*SHORT TASK*
Collect each line of the material below that contains the string "find". Case counts when matching.

*RECORD EXTRACTS*
□ □ □ □

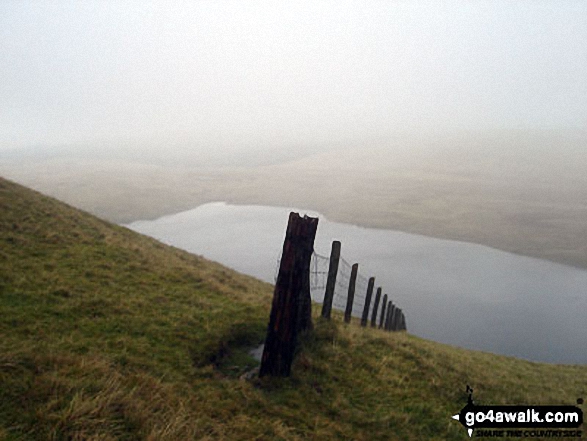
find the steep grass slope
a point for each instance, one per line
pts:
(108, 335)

□ □ □ □

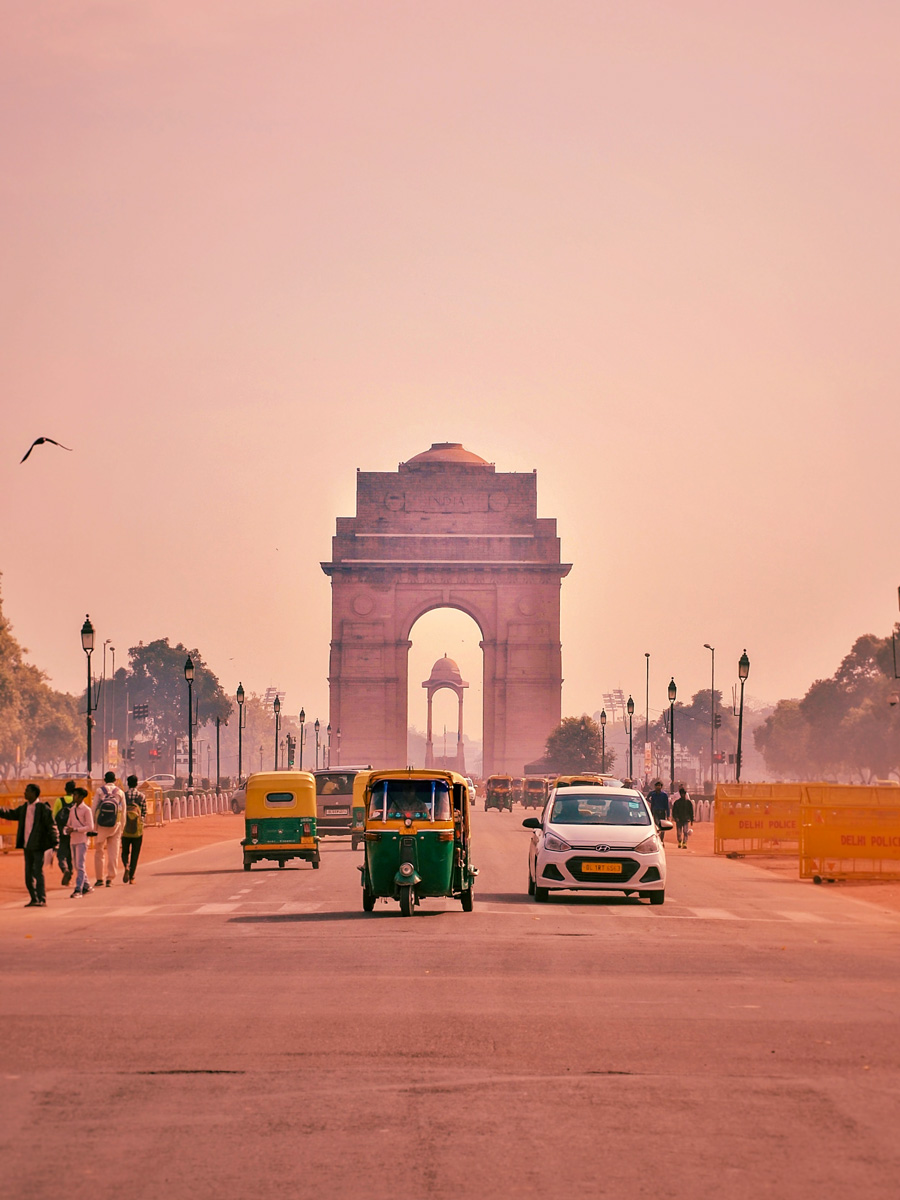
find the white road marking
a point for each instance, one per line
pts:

□ □ □ □

*RESPONSE*
find the steep grass slope
find the white road marking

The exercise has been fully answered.